— GIVEN INSTRUCTION —
Return each line of the records below that contains the word "bottle", treating uppercase and lowercase as different.

— DATA EXTRACT —
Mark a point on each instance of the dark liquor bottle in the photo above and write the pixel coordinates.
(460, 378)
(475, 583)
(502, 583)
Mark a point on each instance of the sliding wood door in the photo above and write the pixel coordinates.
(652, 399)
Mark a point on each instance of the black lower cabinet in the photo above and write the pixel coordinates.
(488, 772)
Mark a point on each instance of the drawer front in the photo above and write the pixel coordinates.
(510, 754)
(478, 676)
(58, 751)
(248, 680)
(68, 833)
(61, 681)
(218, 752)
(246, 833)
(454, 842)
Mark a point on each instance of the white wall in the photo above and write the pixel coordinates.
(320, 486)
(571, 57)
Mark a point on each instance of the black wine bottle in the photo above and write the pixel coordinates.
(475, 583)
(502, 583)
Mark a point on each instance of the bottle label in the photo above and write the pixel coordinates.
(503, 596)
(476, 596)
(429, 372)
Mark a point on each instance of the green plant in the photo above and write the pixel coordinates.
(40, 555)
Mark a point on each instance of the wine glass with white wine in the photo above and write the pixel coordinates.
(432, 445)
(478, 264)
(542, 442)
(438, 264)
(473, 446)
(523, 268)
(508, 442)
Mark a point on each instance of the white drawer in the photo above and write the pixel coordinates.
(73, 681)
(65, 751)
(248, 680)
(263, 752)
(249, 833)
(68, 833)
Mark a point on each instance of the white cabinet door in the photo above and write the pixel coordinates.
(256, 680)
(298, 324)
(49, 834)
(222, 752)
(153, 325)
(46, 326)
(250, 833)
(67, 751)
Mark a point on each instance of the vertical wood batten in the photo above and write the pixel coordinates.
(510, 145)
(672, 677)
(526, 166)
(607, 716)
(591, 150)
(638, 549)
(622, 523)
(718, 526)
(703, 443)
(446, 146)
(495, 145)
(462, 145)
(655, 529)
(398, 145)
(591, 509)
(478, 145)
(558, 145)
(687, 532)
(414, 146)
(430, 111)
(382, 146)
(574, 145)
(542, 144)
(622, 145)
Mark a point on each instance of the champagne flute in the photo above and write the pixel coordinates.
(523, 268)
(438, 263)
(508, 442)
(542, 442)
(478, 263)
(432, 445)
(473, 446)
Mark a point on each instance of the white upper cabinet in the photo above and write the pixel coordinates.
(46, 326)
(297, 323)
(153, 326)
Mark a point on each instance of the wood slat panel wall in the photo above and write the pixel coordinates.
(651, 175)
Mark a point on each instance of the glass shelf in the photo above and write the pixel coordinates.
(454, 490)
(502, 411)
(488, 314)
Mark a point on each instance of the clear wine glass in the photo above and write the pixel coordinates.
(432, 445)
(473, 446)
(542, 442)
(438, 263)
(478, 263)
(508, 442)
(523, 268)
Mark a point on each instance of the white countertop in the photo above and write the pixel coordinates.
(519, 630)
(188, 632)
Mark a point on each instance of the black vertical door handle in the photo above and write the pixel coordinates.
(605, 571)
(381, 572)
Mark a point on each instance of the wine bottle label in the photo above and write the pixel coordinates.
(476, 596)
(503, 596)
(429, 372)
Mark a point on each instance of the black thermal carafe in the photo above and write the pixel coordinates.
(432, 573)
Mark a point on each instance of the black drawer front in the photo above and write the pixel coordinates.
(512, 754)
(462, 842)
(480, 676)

...

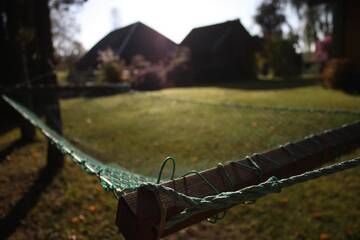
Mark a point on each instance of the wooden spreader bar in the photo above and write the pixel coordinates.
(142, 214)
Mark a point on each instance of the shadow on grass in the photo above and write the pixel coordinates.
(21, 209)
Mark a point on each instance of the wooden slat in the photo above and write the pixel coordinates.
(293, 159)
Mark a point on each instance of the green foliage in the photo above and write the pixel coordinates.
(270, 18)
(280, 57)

— SOLUTION TO THE EXERCISE —
Mark a point on each instance of the dark liquor bottle in the photo above and write the pixel coordinates.
Mark a point on each instance of the black wine bottle in the photo above and write the pixel coordinates.
Mark a point on each instance of the bottle label in the photo above and write the pixel coordinates.
Mark a point on each instance of the wine bottle label in the photo above and write the pixel coordinates.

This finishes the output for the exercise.